[Task objective]
Starting at the line of the listing that contains "the man, listing" and going through the end of the listing, write out every line again, requests included, and offset each coordinate in the answers by adding 100 to it. Keep the requests and the format sample in them unchanged.

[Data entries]
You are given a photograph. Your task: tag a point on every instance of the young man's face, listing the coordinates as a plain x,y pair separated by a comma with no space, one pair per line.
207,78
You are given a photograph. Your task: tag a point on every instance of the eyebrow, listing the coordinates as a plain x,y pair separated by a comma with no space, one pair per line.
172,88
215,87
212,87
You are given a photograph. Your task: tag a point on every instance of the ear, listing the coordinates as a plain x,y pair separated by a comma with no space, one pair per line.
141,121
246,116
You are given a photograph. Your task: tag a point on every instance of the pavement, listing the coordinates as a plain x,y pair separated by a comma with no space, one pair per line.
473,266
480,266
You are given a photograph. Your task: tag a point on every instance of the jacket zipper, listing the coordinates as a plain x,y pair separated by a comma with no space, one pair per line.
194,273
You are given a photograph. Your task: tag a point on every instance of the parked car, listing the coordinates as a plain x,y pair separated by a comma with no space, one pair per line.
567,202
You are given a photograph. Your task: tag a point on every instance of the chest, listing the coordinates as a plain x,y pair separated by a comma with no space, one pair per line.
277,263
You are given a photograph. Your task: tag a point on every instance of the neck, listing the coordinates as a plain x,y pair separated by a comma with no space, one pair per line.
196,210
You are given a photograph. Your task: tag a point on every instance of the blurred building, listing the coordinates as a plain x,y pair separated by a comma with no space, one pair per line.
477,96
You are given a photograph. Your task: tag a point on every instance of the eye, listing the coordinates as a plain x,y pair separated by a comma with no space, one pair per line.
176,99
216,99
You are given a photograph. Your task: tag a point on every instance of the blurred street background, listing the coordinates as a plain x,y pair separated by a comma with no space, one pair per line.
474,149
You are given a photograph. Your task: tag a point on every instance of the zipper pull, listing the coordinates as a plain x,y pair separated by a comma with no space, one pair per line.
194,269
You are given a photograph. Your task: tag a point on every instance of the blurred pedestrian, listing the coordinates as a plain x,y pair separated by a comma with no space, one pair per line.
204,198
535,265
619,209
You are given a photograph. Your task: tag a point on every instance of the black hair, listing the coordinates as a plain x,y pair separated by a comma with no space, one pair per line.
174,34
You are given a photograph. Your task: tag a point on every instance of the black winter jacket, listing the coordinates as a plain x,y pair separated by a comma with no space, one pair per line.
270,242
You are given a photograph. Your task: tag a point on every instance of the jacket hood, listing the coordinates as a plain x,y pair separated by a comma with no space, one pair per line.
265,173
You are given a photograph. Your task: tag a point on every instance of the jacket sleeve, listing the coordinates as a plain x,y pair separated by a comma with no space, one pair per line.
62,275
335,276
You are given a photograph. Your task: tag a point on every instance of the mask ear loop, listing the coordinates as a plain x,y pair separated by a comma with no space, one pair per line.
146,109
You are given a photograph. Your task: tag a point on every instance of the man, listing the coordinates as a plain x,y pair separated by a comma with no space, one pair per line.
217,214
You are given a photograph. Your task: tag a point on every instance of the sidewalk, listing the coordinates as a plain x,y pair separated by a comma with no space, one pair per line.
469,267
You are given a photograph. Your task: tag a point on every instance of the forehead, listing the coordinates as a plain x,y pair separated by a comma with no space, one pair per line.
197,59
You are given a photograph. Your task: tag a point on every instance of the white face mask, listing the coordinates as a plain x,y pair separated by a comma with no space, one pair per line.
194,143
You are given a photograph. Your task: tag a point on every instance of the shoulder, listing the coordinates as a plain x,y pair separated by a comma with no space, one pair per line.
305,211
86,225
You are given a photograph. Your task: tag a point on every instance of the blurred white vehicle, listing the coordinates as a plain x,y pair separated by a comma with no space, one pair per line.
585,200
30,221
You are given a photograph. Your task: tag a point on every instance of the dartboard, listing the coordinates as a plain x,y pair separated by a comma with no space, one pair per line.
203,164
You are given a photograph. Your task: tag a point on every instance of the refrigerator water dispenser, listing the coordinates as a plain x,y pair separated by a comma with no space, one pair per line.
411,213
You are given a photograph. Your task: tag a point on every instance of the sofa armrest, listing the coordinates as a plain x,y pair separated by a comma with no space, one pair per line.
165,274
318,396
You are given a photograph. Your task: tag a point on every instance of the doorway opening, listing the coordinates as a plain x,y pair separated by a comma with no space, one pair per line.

[Written response]
You are given a photograph. Your task: tag a point on every instance of the man, listing the coordinates as a plain x,y pair separated by a comma with no space, one pair per line.
317,314
You are given a photograph. Your task: tag a point on every instance of the sidewalk, listing the coordinates as a plain x,y pair separated by a comma with no space, one pair per line.
569,367
You are given a photograph. Your task: tag a point on every instance of the forehead, listing the coordinates as a plain x,y pair separated by a comma with no space, one pair per line.
297,159
You are given a photograph. Your task: tag a point on every instance of the white face mask, listing the coordinates as a plain x,y pair separated by a comma with no space, one pair per line.
294,243
You are given a photograph. Your task: tag a point on every instance of the shoulder, listing the coordinates as a plain x,y pair separated by a comma with no space, one pair per line.
405,311
186,325
You are given a photograph. Your task: tag a point on every instance of the blurred white vehicle, listing the coordinates as a plain x,y pair separated by a comma with no space, one pair per line.
685,300
130,321
You are given a photograph. Your task: tag a point on every instance of the dartboard, listing the coordinates as a plain x,y pair separated by a comma with no space, one pair per line.
303,264
You are given a photograph. Your task: tag a point on every instance of the refrigerator water dispenser, listing the coordinates as a plain x,y pair separated by a comma with no space, one pair per line.
511,313
You are given a photograph. Your task: tag a point on every instance of the sofa armrest, listing the coordinates as a plain x,y pair separated by a comma with no space, one pair per line.
265,374
418,496
You are given a photograph. Your task: tag a point on every instance of the doorway opening, listing the coordinates as a plain x,y pair separated by a comma with no space, one pair per line.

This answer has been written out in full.